### EXTRAIT DU DOCUMENT:
◇ ◇ ◇

Déjà propriétaire en tant que tel de biens fonciers ([3]) à Jérusalem depuis la signature, en 1536, du traité des capitulations entre François Ier et Soliman le Magnifique, la France accepta immédiatement. Cet accord permit aux congrégations religieuses catholiques de procéder à de nombreuses acquisitions en Terre Sainte.

Le firman du sultan Abdülhamid déclencha très vite une véritable compétition entre les principales puissances européennes en matière de prestige, d’influence et de participation à la gestion des Lieux Saints à Jérusalem. Chaque pays européen tenait à étendre ses intérêts en Palestine, notamment par la pénétration économique, missionnaire et culturelle mais aussi en accordant sa protection aux communautés religieuses de l’Empire ottoman. La France et l’Autriche unissaient leurs efforts en tant que puissances catholiques, la Russie parrainait les intérêts orthodoxes. L’Angleterre, dans un premier temps, refusa le « Diktat » turc avant de l’accepter sous des pressions religieuses, notamment du lobby juif britannique et rejoignit la Prusse dans la protection des protestants. Un richissime juif anglais du nom de Léon Ben Tsion acheta quelques mois plus tard un terrain au nord des murs de la ville qui devint le fameux quartier « Mé’a Shéarim » ([4]).

◇ ◇ ◇

Éléments provenant d'une source de données:
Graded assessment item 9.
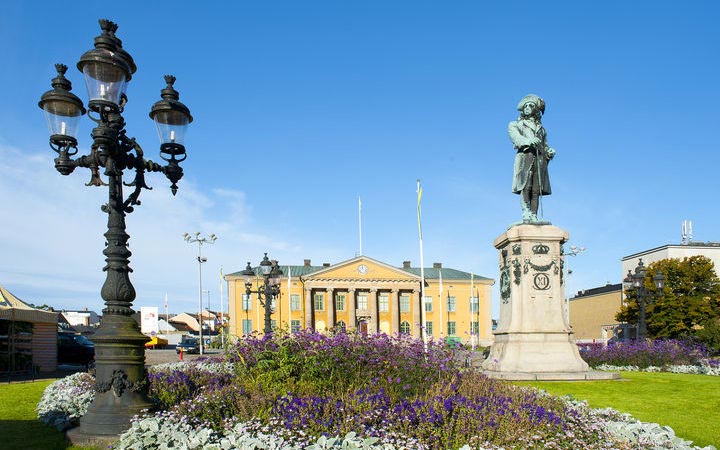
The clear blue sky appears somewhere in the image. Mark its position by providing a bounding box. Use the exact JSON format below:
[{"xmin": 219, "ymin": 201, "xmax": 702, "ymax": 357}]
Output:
[{"xmin": 0, "ymin": 0, "xmax": 720, "ymax": 312}]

◇ ◇ ◇

### OBJECTIF 1:
Relevez toutes les puissances européennes nommées dans l'extrait sur les Lieux Saints de Jérusalem.
### OBJECTIF 2:
Rédigez la suite de l'extrait sur les Lieux Saints de Jérusalem, à partir de sa dernière phrase.

### RÉSULTAT DE L'EXERCICE 1:
France, Autriche, Russie, Angleterre, Prusse

### RÉSULTAT DE L'EXERCICE 2:
Les baux emphytéotiques

Puis ce fut la création de l’Etat d’Israël. Les troubles qui précédèrent le vote le 29 novembre 1947 par l’ONU de la résolution 181 partageant la Palestine en trois entités et surtout la guerre entre Juifs et Arabes qui suivit fit fondre drastiquement le flot des pèlerins vers les Lieux Saints. L’église grecques orthodoxe se trouva en proie à d’importantes difficultés financières. Les lois de sa congrégation lui interdisant de vendre ses biens, elle décida d’en louer certain dès que la situation le permettrait au Fond National Juif (FNJ) qui s’était déclaré acquéreur et/ou loueur de toutes terres disponibles. Ce qui était encore secret à cette époque étaient les quatre directives de la politique du FNJ : « Le peuple juif est propriétaire de la terre », « Cette propriété est inaliénable », « elles peut être louées par des baux emphytéotiques », « la terre doit être travaillée par des juifs » et une cinquième directive en hébreux qui ne sera jamais traduite « le locataire doit être juif ». Le FNJ était alors propriétaire d’un peu plus de 6% de la part territoriale qu’avait attribué les Nations Unies à « un Etat juif ».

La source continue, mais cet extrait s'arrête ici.